§ TEXT EXCERPT
[Start]
The United States is expected to reassign its special envoy on North Korea issues and may not replace him, the Korea Times reported on Friday.
Glyn Davies, the current U.S. special representative for North Korea policy, is seen as a top candidate for the post of U.S. ambassador to Thailand, unidentified sources told the newspaper. Davies, who has served as special envoy since early 2012, is anticipated to be reassigned in the coming months.
However, it is not clear that the Obama administration will retain the diplomatic post of special envoy for North Korea following years of zero progress on the denuclearization front, according to the Times.
Davies brokered a nuclear and missile-testing moratorium with Pyongyang in early 2012 but the deal fell apart when the North several weeks later launched a space rocket -- technology with direct implications on the development of intercontinental ballistic missiles. Other than that stillborn accord, no serious nuclear discussions have taken place since late 2008.
[End]
§ DATASET CONTENT
[Start]
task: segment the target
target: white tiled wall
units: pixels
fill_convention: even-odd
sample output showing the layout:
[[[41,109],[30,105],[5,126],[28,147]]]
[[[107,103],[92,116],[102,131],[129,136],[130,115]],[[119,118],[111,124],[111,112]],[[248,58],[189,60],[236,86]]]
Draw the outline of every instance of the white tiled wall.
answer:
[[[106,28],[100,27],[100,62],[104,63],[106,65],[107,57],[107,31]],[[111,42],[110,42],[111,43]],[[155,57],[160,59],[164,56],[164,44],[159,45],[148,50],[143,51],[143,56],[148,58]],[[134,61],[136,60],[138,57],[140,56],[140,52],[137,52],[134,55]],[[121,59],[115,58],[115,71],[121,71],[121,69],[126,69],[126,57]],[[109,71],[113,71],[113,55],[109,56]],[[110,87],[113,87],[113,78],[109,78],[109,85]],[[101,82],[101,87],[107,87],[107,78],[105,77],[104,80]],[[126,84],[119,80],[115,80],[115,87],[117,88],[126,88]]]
[End]
§ THE PROBLEM
Print the passage of the North Korea envoy article above from "The United States" to "the coming months.".

§ OUTPUT BELOW
The United States is expected to reassign its special envoy on North Korea issues and may not replace him, the Korea Times reported on Friday.
Glyn Davies, the current U.S. special representative for North Korea policy, is seen as a top candidate for the post of U.S. ambassador to Thailand, unidentified sources told the newspaper. Davies, who has served as special envoy since early 2012, is anticipated to be reassigned in the coming months.